In an effort to identify the race of each applicant from the picture on his or her driver’s license, the EEOC’s expert invented a process called “race rating” in which five “race raters” independently identified the race of each applicant based on a visual inspection of the photograph. If at least four of the five agreed, then the applicant was categorized as being a member of the identified race. Considering each of the reliability criteria the U.S. Supreme Court provided in its seminal ruling, Daubert v. Merrell Dow Pharmaceuticals, 509 U.S. 579 (1993), the trial court held that the EEOC failed to demonstrate the reliability of this methodology, and the Sixth Circuit agreed.

First, the Sixth Circuit held that the EEOC had not demonstrated either that its expert’s race-rating method had been tested or that it had an acceptable rate of error. The EEOC had cross-checked the results of the expert’s methodology against other external sources for 57 out of 1,090 applicants. It found 95.7 percent agreement between the race-rating methodology and one source but only 80 percent agreement with another source. The Sixth Circuit implied that 80 percent agreement may not be sufficient “in a case where a few percentage points … might make the difference between significant liability and none” but held that, in any event, the cross-check sample size was insufficient to establish the reliability of the methodology, as the EEOC’s expert admitted.
◇ ◇ ◇ ◇
*The task*: How would the passage on the Sixth Circuit's review of the EEOC's race-rating method continue? Write the next part, starting after its final sentence.

*Records supplied*:
◇ ◇ ◇ ◇
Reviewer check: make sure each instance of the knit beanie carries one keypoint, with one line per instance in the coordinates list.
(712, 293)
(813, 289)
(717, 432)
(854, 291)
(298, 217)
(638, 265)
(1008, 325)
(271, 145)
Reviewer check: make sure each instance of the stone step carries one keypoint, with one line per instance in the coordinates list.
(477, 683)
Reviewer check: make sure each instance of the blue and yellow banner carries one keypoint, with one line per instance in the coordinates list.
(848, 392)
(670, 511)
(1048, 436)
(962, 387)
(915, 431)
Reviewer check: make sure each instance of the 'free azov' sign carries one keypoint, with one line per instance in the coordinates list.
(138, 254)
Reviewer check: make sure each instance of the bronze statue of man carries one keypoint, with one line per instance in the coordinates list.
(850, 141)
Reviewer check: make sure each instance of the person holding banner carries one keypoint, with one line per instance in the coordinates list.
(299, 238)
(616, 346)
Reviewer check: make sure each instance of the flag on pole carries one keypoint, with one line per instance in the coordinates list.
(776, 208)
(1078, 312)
◇ ◇ ◇ ◇
*The answer*:
Second, the court observed that the expert’s methodology, which was invented for purposes of litigation, had not been subject to peer review and publication, noting that “‘submission to the scrutiny of the scientific community is a component of good science, in part because it increases the likelihood that substantive flaws in methodology will be detected.’”

Third, the Sixth Circuit held that the race-rating methodology lacked standards controlling the technique’s operation because the five race-raters had no particular standard for classifying the applicant’s race, but simply relied on their visual impression of the applicant’s photograph. Notably, the court also chastised the EEOC because the race raters were given the applicants’ names but told to ignore them. As the Sixth Circuit emphasized, it was the EEOC’s burden, as the proponent of the proposed expert testimony, to prove that this did not impact the reliability of the methodology.

Fourth, the court pointed out that there was no evidence that the race-rating methodology was generally accepted in the scientific community. Indeed, as the court observed, the EEOC itself discourages employers from relying on visual identification of an individual’s race.

Finally, the Sixth Circuit agreed with the trial court that the sample of 1,090 applicants analyzed by the expert was not representative of the applicant pool as a whole because 23.8 percent of applicants in the sample failed the credit check whereas only 13.3 percent of applicants overall failed.

 Kaplan is a bulwark for defendants besieged by result-oriented expert testimony. It confirms that defendants can attack such testimony on multiple fronts: the selection of data, each step in the expert’s analysis, the choice of individuals who conduct any part of the analysis and any error correction method or cross-check performed in an effort to validate the methodology. Kaplan is, of course, but one battle in a much longer war over the permissible use and scope of expert testimony, but it gives defendants reason to hope that the war is winnable.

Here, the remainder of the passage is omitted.